(Items from a data source)
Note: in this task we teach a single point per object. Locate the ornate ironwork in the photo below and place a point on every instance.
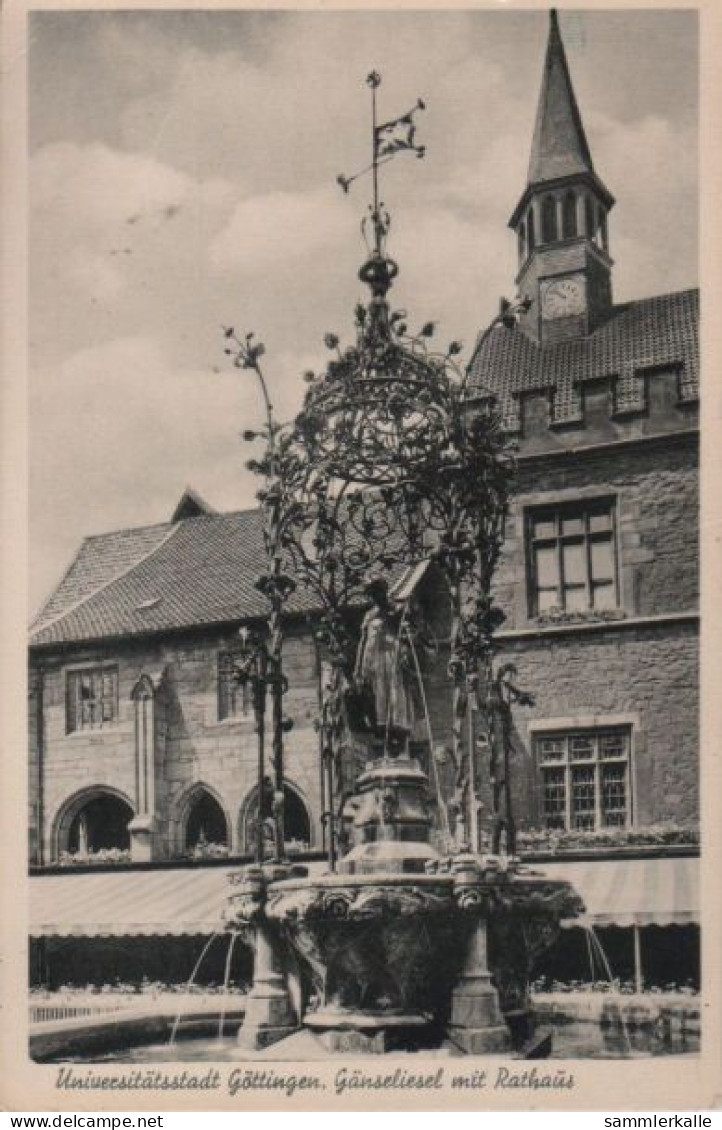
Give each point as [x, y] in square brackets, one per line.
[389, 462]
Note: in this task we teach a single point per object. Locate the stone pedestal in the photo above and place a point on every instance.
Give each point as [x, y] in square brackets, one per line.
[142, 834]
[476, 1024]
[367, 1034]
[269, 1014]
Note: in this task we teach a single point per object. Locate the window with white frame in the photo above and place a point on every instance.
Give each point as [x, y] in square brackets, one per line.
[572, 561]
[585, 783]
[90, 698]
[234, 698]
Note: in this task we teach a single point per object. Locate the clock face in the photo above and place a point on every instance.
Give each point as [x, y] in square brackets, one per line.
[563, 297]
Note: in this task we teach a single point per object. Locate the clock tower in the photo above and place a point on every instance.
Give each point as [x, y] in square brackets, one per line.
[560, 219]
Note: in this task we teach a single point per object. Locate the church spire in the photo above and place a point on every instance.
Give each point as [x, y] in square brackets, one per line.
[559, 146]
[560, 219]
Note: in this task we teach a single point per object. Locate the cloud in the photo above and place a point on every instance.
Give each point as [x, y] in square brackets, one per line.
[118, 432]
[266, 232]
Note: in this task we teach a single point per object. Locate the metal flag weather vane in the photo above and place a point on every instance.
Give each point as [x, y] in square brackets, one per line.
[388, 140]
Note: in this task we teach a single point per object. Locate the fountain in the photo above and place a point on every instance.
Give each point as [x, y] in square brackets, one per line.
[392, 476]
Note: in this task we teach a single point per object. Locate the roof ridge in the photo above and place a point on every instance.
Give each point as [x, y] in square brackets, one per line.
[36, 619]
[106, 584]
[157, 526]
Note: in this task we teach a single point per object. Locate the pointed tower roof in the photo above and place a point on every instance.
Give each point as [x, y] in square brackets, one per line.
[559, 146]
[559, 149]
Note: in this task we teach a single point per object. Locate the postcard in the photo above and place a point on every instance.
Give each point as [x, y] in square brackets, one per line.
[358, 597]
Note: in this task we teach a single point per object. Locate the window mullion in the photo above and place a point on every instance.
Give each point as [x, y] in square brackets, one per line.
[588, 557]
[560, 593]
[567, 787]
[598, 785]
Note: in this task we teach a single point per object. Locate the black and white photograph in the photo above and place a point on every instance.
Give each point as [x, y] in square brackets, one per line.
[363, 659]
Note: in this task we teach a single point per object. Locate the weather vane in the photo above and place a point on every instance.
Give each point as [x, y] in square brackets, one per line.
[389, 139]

Brief.
Change "weather vane" to "wind vane" in the lines of the records from the one containing "Locate the black" through the end of the records, keeping everything else the same, and give back only those lines.

Response to the task.
Note: in this task we teach a single point per object. Locate the black and white photograph in the photo above and place a point on every instance.
Give each point as [x, y] in square brackets, one per line.
[363, 659]
Note: in this task we teach a single point per object. Locate the wind vane in the photo above and place a point on every instance.
Give each point as [x, y] in square brackets, one per line.
[389, 139]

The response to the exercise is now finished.